*** Working data ***

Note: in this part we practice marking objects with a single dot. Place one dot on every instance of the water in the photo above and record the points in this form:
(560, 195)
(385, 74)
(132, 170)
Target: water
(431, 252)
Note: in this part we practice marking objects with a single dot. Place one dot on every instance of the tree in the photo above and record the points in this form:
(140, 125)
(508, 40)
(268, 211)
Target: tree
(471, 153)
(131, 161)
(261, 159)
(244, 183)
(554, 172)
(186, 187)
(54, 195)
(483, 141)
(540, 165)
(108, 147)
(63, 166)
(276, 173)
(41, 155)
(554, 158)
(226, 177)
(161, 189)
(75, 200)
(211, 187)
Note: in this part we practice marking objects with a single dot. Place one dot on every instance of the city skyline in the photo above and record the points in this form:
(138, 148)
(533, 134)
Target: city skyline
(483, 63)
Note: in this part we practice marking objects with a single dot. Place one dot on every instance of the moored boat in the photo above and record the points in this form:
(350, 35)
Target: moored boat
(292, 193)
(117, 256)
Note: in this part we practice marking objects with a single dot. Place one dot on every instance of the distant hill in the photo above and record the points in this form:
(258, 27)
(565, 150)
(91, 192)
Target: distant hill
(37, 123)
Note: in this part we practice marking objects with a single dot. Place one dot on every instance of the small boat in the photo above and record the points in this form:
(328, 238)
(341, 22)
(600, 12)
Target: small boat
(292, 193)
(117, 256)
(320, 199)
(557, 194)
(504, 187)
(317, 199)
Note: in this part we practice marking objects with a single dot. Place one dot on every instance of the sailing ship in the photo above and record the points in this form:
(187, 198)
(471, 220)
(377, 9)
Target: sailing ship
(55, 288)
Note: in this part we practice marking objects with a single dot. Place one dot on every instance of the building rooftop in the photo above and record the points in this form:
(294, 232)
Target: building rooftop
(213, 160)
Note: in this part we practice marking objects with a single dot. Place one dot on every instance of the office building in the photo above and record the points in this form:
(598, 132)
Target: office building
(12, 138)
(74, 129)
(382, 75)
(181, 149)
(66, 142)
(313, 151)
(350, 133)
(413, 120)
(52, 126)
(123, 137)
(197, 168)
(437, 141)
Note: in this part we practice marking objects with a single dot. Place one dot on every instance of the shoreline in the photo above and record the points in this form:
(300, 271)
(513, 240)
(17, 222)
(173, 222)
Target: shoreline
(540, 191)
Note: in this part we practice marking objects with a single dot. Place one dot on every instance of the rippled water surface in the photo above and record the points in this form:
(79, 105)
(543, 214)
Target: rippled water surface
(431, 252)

*** End of Working data ***

◆ Your goal ◆
What's wanted is each line above, transcribed with nothing altered.

◆ Task response ◆
Note: in this part we practice marking objects with a single dot. Place one dot on every instance of the water in the photo above and record the points in this form:
(560, 195)
(385, 74)
(132, 170)
Target: water
(431, 252)
Note: in this part we practice marking objects with a single dot. Place one dot on every instance of the tree in the photo above and record the points in this form:
(140, 125)
(508, 40)
(268, 211)
Target: tree
(471, 153)
(131, 161)
(261, 159)
(244, 183)
(554, 172)
(186, 187)
(54, 195)
(483, 141)
(540, 165)
(108, 147)
(63, 166)
(276, 173)
(41, 155)
(554, 158)
(226, 177)
(161, 189)
(75, 200)
(211, 187)
Note: in this part we practice marking objects with a single dot. Place one dot on every instance of the city skyline in the photo above and record the points in this form:
(138, 148)
(533, 134)
Target: city skyline
(483, 63)
Note: in this part we practice marking objects with a single dot. Place one dot on every instance of the moored boat in the photo above and record the points in this form:
(350, 35)
Target: moored boat
(292, 193)
(117, 256)
Note: in this part we practice marking objects with a single dot. Place one dot on every instance of the distant hill in the photo above and record the points in this form:
(258, 27)
(565, 150)
(91, 192)
Target: distant hill
(37, 123)
Note: in this part we practice marking objects with a single dot. Place one dot on every instance of the small boat in the photo above and record the points in this form:
(328, 238)
(341, 22)
(600, 12)
Target: small boat
(292, 193)
(117, 256)
(320, 199)
(557, 194)
(504, 187)
(317, 199)
Note: in this part we practice marking objects with a single dot. Place one dot on every instance of the sailing ship in the photo above and record the points in this form:
(187, 198)
(471, 220)
(377, 9)
Target: sailing ship
(55, 288)
Note: in this part we practice marking objects with a single dot. Place one dot on every instance of the building rooftop in the photo above and record the points in this form:
(294, 232)
Target: building rooftop
(213, 160)
Note: in this part we practice marking objects with a single dot. Place one dot on every instance of the office building in the photo above and record the points in this form:
(598, 132)
Target: office building
(12, 138)
(74, 129)
(382, 75)
(181, 149)
(66, 142)
(313, 151)
(350, 133)
(413, 120)
(52, 126)
(123, 137)
(197, 168)
(437, 141)
Note: in this part we practice marking objects with a single dot. Place one dot on every instance of the shoreline in the photo above and record the points in this form:
(300, 271)
(513, 240)
(17, 222)
(173, 222)
Target: shoreline
(540, 191)
Note: in this part we practice marking objects with a single dot. Place one dot on every instance of the rippled water surface in the photo above and record the points in this form:
(79, 105)
(543, 214)
Target: rippled water surface
(431, 252)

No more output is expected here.